------ Stored data ------

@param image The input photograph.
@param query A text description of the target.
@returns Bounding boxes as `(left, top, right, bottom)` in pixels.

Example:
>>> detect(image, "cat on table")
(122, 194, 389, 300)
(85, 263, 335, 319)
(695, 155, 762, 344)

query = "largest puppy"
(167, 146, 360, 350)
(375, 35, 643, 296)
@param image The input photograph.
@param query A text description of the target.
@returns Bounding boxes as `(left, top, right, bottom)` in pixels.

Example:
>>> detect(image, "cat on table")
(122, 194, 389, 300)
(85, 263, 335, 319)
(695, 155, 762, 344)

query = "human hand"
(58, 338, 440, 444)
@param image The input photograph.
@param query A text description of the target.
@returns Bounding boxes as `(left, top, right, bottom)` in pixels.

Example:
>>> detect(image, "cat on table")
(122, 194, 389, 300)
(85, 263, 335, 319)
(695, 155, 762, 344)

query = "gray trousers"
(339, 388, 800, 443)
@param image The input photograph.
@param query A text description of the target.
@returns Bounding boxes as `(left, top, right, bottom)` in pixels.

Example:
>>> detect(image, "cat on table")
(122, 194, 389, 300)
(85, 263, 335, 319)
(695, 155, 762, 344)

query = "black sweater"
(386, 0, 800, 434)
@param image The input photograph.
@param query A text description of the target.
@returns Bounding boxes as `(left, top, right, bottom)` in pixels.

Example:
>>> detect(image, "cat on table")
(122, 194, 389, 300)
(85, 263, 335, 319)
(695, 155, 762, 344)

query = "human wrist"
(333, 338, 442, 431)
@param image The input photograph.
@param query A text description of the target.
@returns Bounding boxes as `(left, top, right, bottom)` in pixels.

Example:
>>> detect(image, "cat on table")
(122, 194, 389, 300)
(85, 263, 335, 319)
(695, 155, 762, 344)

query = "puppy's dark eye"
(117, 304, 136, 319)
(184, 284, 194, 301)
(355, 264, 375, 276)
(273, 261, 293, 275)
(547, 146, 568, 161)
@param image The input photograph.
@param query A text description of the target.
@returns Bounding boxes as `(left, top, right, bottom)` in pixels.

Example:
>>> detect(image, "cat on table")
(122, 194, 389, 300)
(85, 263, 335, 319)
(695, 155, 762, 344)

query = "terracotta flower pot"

------

Write out an exact copy of every record shown above.

§ **Solution**
@param image The input photograph.
@param query A text description of the target.
@returns Bounding boxes as `(left, top, right, bottom)` in pixels.

Example:
>>> detect(image, "cat on table")
(122, 194, 389, 300)
(85, 263, 335, 319)
(695, 155, 762, 344)

query = "largest puppy"
(167, 146, 360, 350)
(375, 35, 643, 296)
@param image The input photograph.
@param query A text description of the target.
@returns Bounding boxes as `(left, top, right, bottom)` in pixels.

Example:
>>> detect(image, "cat on table")
(122, 194, 389, 300)
(85, 263, 335, 319)
(695, 155, 762, 344)

query = "human hand"
(58, 338, 440, 444)
@param image The input photograph.
@param query A text description of the target.
@returns Bounding boxes as `(left, top, right, bottom)` in pixels.

Example:
>>> detect(image, "cat on table")
(122, 194, 389, 300)
(85, 263, 335, 319)
(695, 155, 762, 344)

query = "gray trousers"
(339, 388, 800, 443)
@param image The input photograph.
@param query A text description of the target.
@returns Bounding boxes as `(left, top, right, bottom)` in pixels.

Example:
>>> detect(image, "cat on table")
(122, 194, 389, 300)
(85, 263, 335, 319)
(695, 155, 762, 344)

query = "black sweater"
(386, 0, 800, 434)
@param image The input photograph.
@param query A text description of the target.
@returns Bounding boxes as `(left, top, right, bottom)` in pixels.

Example:
>>> detect(image, "cat on table")
(122, 194, 389, 300)
(85, 263, 335, 319)
(695, 155, 762, 344)

query = "human wrist"
(333, 338, 442, 431)
@param image The input photograph.
@param query A text description of the target.
@returns Bounding boxes as `(left, top, right, bottom)` in pixels.

Example:
>>> detect(image, "cat on table")
(122, 194, 389, 300)
(85, 263, 335, 319)
(695, 155, 762, 344)

query = "puppy's dark eye"
(117, 304, 136, 319)
(184, 284, 194, 301)
(355, 264, 375, 276)
(273, 261, 293, 275)
(547, 146, 568, 161)
@param image The input photograph.
@param query A text description of the target.
@returns Bounding boxes as `(left, top, right, bottom)` in pixels.

Example:
>>> detect(image, "cat on table")
(122, 194, 389, 300)
(85, 263, 335, 319)
(695, 155, 762, 344)

query = "terracotta flower pot"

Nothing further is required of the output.